* Passage shown:
<<<<

A Survey of Hash Functions

We now have a new hash function and some theory for evaluating hash functions. Let's see how various hash functions stack up.

Additive Hash

ub4 additive(char *key, ub4 len, ub4 prime){  ub4 hash, i;  for (hash=len, i=0; i<len; ++i)     hash += key[i];  return (hash % prime);}
This takes 5n+3 instructions. There is no mixing step. The combining step handles one byte at a time. Input bytes commute. The table length must be prime, and can't be much bigger than one byte because the value of variable hash is never much bigger than one byte.

Rotating Hash

ub4 rotating(char *key, ub4 len, ub4 prime){  ub4 hash, i;  for (hash=len, i=0; i<len; ++i)    hash = (hash<<4)^(hash>>28)^key[i];  return (hash % prime);}
This takes 8n+3 instructions. This is the same as the additive hash, except it has a mixing step (a circular shift by 4) and the combining step is exclusive-or instead of addition. The table size is a prime, but the prime can be any size. On machines with a rotate (such as the Intel x86 line) this is 6n+2 instructions. I have seen the (hash % prime) replaced with
  hash = (hash ^ (hash>>10) ^ (hash>>20)) & mask;
eliminating the % and allowing the table size to be a power of 2, making this 6n+6 instructions. % can be very slow, for example it is 230 times slower than addition on a Sparc 20.

>>>>

* Provided records:
<<<<

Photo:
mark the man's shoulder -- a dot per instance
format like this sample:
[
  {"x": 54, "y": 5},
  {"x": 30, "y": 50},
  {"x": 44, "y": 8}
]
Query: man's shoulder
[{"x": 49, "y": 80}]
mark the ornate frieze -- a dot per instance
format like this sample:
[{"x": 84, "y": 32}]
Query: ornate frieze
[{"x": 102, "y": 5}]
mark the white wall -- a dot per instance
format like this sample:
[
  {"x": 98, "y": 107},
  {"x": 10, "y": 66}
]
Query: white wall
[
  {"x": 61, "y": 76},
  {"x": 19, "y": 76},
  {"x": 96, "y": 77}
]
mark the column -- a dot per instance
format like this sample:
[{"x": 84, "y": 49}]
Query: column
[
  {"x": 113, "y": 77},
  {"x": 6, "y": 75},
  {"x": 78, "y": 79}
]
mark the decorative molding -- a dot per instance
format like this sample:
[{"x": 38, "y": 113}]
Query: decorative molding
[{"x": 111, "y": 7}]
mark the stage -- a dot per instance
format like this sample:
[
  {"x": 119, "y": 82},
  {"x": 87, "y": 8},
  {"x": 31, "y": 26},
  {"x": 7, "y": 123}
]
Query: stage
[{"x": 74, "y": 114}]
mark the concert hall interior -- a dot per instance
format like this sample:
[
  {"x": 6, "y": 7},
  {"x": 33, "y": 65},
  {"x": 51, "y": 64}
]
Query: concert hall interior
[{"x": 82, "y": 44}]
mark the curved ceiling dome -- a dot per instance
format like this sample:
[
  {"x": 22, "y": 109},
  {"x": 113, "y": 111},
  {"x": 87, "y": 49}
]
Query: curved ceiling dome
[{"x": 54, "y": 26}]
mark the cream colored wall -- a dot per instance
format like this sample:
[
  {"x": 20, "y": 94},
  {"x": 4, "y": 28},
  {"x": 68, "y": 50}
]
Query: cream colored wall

>>>>

Please copy the stretch of the hash function survey from "Rotating Hash" through "a Sparc 20." word for word.

* Solution to the exercise:
Rotating Hash

ub4 rotating(char *key, ub4 len, ub4 prime){  ub4 hash, i;  for (hash=len, i=0; i<len; ++i)    hash = (hash<<4)^(hash>>28)^key[i];  return (hash % prime);}
This takes 8n+3 instructions. This is the same as the additive hash, except it has a mixing step (a circular shift by 4) and the combining step is exclusive-or instead of addition. The table size is a prime, but the prime can be any size. On machines with a rotate (such as the Intel x86 line) this is 6n+2 instructions. I have seen the (hash % prime) replaced with
  hash = (hash ^ (hash>>10) ^ (hash>>20)) & mask;
eliminating the % and allowing the table size to be a power of 2, making this 6n+6 instructions. % can be very slow, for example it is 230 times slower than addition on a Sparc 20.